= YOUR GOAL =
Exact copies of all the lines below are required, with the pictures omitted.

= DATA FOR PROCESSING =
========

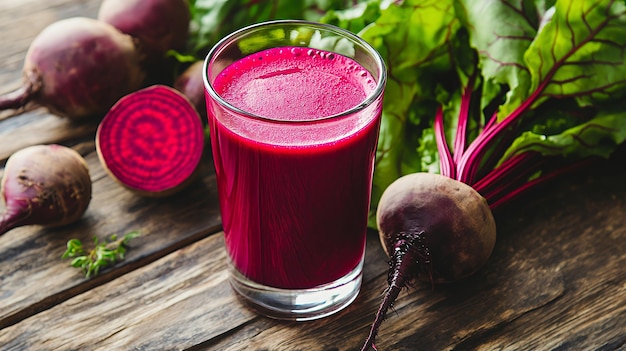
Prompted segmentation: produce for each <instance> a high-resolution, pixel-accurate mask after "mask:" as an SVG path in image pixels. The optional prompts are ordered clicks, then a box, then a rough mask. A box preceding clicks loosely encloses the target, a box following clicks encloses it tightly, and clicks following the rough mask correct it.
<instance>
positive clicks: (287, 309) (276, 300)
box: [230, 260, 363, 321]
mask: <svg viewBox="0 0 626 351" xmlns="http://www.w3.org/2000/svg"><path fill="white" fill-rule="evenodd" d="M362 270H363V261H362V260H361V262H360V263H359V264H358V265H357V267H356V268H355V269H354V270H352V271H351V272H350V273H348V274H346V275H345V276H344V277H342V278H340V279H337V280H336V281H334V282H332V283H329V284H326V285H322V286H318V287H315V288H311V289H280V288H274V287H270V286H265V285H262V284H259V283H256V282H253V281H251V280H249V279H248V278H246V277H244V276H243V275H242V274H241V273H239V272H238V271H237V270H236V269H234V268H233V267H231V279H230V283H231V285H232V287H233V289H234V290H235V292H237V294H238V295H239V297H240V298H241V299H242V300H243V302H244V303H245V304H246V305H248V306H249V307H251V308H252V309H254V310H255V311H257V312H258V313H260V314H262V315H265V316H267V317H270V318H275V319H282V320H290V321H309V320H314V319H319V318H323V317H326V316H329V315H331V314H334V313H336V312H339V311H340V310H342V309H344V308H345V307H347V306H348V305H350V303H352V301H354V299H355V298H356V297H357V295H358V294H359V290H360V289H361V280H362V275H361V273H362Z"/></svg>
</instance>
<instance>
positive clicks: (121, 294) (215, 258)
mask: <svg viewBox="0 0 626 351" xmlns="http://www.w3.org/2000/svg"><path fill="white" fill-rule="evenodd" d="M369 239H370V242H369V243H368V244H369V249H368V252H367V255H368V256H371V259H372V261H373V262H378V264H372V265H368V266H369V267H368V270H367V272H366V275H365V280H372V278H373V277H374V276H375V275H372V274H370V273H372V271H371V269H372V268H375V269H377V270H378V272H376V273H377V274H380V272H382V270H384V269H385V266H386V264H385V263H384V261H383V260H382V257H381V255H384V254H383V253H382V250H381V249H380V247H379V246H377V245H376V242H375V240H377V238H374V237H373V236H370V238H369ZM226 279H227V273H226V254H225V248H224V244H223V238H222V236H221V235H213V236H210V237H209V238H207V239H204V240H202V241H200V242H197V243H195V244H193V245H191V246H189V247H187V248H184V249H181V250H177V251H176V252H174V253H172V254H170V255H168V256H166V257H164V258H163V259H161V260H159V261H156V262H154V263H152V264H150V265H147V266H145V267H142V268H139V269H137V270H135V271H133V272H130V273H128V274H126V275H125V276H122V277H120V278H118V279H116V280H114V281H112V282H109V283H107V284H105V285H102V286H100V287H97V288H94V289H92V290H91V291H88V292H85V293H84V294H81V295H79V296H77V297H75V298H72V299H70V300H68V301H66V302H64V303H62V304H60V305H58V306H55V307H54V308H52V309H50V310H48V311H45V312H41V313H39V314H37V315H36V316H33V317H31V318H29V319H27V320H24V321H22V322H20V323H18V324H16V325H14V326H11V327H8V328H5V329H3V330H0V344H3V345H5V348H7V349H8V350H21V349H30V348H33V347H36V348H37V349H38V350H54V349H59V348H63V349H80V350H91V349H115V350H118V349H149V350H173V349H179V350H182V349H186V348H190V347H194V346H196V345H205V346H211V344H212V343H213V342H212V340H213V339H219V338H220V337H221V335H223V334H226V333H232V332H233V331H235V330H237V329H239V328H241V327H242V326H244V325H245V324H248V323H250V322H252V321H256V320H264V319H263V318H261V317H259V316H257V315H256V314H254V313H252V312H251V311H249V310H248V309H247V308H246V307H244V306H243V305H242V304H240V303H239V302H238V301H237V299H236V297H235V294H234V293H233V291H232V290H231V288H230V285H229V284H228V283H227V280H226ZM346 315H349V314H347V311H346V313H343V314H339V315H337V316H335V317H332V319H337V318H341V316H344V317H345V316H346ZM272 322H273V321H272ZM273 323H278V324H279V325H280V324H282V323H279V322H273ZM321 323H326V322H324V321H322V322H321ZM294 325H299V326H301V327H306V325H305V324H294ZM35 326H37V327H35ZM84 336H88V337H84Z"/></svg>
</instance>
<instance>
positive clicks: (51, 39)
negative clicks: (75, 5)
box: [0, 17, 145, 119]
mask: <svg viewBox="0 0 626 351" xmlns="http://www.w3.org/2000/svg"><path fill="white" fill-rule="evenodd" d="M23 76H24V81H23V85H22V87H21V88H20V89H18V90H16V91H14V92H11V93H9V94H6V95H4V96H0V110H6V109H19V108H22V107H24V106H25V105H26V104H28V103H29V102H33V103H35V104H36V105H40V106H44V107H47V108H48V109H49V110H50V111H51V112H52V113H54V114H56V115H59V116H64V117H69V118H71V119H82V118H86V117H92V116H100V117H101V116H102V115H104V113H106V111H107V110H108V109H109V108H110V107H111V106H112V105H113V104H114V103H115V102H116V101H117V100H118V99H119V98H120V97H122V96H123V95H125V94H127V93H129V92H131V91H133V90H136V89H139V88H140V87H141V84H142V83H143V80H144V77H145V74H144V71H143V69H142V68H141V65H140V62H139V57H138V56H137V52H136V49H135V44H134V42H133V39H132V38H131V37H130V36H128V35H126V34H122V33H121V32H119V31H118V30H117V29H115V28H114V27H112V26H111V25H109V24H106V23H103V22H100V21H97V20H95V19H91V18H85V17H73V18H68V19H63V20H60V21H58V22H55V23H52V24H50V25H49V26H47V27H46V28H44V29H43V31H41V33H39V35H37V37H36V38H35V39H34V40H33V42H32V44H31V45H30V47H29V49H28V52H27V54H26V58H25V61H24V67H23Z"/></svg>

========

= RESULT OF THIS TASK =
Prompted segmentation: produce for each <instance> a high-resolution, pixel-accurate mask after "mask:" as an SVG path in image pixels. The optional prompts are ordered clicks, then a box, then a rough mask. A box preceding clicks loosely encloses the target, a box following clicks encloses it tightly, and clicks following the rough mask correct it.
<instance>
positive clicks: (287, 309) (276, 300)
box: [230, 260, 363, 321]
mask: <svg viewBox="0 0 626 351" xmlns="http://www.w3.org/2000/svg"><path fill="white" fill-rule="evenodd" d="M362 270H363V261H362V260H361V262H360V263H359V264H358V265H357V267H356V268H355V269H354V270H352V271H351V272H350V273H348V274H346V275H345V276H344V277H342V278H340V279H337V280H336V281H334V282H332V283H329V284H326V285H322V286H318V287H315V288H311V289H280V288H274V287H270V286H265V285H262V284H259V283H256V282H253V281H251V280H249V279H248V278H246V277H244V276H243V275H242V274H241V273H239V272H238V271H237V270H236V269H234V268H233V267H231V279H230V283H231V285H232V287H233V289H234V290H235V292H237V294H238V295H239V297H240V298H241V299H242V300H243V302H244V303H245V304H246V305H248V306H249V307H251V308H252V309H254V310H255V311H257V312H258V313H260V314H262V315H265V316H267V317H270V318H275V319H282V320H290V321H309V320H314V319H319V318H323V317H326V316H329V315H331V314H334V313H336V312H339V311H340V310H342V309H344V308H345V307H347V306H348V305H350V303H352V301H354V299H355V298H356V297H357V295H358V294H359V290H360V289H361V280H362V275H361V273H362Z"/></svg>
</instance>
<instance>
positive clicks: (121, 294) (215, 258)
mask: <svg viewBox="0 0 626 351" xmlns="http://www.w3.org/2000/svg"><path fill="white" fill-rule="evenodd" d="M369 239H370V242H369V243H368V244H369V249H368V252H367V255H368V256H371V259H372V261H373V262H378V264H372V265H368V266H369V267H368V270H367V272H366V275H365V280H372V278H373V277H374V276H375V275H372V274H370V273H372V271H371V269H372V268H375V269H377V270H378V272H376V273H377V274H380V272H382V270H384V269H385V266H386V264H385V263H384V261H383V260H382V257H381V255H384V254H383V253H382V250H381V249H380V247H379V246H377V245H376V242H375V240H377V238H374V237H373V236H370V238H369ZM226 279H227V273H226V254H225V248H224V244H223V238H222V236H221V235H213V236H210V237H209V238H207V239H204V240H202V241H200V242H197V243H195V244H193V245H191V246H189V247H187V248H184V249H181V250H177V251H176V252H174V253H172V254H170V255H168V256H166V257H164V258H163V259H161V260H159V261H156V262H154V263H152V264H150V265H147V266H145V267H142V268H139V269H137V270H135V271H133V272H130V273H128V274H126V275H125V276H122V277H120V278H118V279H116V280H114V281H112V282H109V283H107V284H105V285H102V286H100V287H97V288H94V289H92V290H91V291H88V292H85V293H84V294H81V295H79V296H77V297H75V298H72V299H70V300H68V301H66V302H64V303H62V304H60V305H58V306H55V307H54V308H52V309H50V310H48V311H45V312H41V313H39V314H37V315H36V316H33V317H31V318H29V319H27V320H24V321H22V322H20V323H18V324H16V325H14V326H11V327H8V328H5V329H3V330H0V344H3V345H5V348H7V349H8V350H21V349H30V348H33V347H36V348H37V349H38V350H54V349H59V348H63V349H80V350H91V349H115V350H118V349H149V350H173V349H179V350H182V349H186V348H190V347H194V346H196V345H205V346H211V344H212V343H213V342H212V340H213V339H219V338H220V337H221V335H223V334H226V333H232V332H233V331H235V330H237V329H239V328H241V327H242V326H244V325H245V324H248V323H250V322H252V321H256V320H264V319H263V318H261V317H259V316H257V315H256V314H254V313H252V312H251V311H249V310H248V309H247V308H246V307H244V306H243V305H242V304H240V303H239V302H238V301H237V299H236V297H235V294H234V293H233V291H232V290H231V288H230V285H229V284H228V283H227V280H226ZM346 315H349V314H347V311H346V313H343V314H339V315H337V316H335V317H332V319H337V318H341V316H344V317H345V316H346ZM272 322H273V321H272ZM273 323H278V324H279V325H280V324H282V323H279V322H273ZM321 323H326V322H324V321H322V322H321ZM294 325H299V326H301V327H306V325H305V324H294ZM35 326H37V327H35ZM84 336H88V337H84Z"/></svg>
</instance>
<instance>
positive clicks: (51, 39)
negative clicks: (75, 5)
box: [0, 17, 145, 119]
mask: <svg viewBox="0 0 626 351" xmlns="http://www.w3.org/2000/svg"><path fill="white" fill-rule="evenodd" d="M23 76H24V81H23V85H22V87H21V88H20V89H18V90H16V91H14V92H11V93H9V94H6V95H4V96H0V110H6V109H19V108H22V107H24V106H25V105H26V104H28V103H29V102H33V103H35V104H36V105H40V106H44V107H47V108H48V109H49V110H50V111H51V112H52V113H54V114H56V115H59V116H64V117H69V118H71V119H82V118H86V117H92V116H100V117H101V116H102V115H104V113H106V111H107V110H108V109H109V108H110V107H111V106H112V105H113V104H114V103H115V102H116V101H117V100H118V99H119V98H120V97H122V96H123V95H125V94H127V93H129V92H131V91H133V90H136V89H139V88H140V87H141V84H142V83H143V80H144V77H145V74H144V71H143V69H142V68H141V65H140V62H139V57H138V56H137V52H136V49H135V44H134V42H133V39H132V38H131V37H130V36H128V35H126V34H122V33H121V32H119V31H118V30H117V29H115V28H114V27H112V26H111V25H109V24H106V23H103V22H100V21H97V20H95V19H91V18H85V17H73V18H68V19H63V20H60V21H58V22H55V23H52V24H50V25H49V26H47V27H46V28H44V29H43V31H41V33H39V35H37V37H36V38H35V39H34V40H33V42H32V44H31V45H30V47H29V49H28V52H27V54H26V58H25V61H24V67H23Z"/></svg>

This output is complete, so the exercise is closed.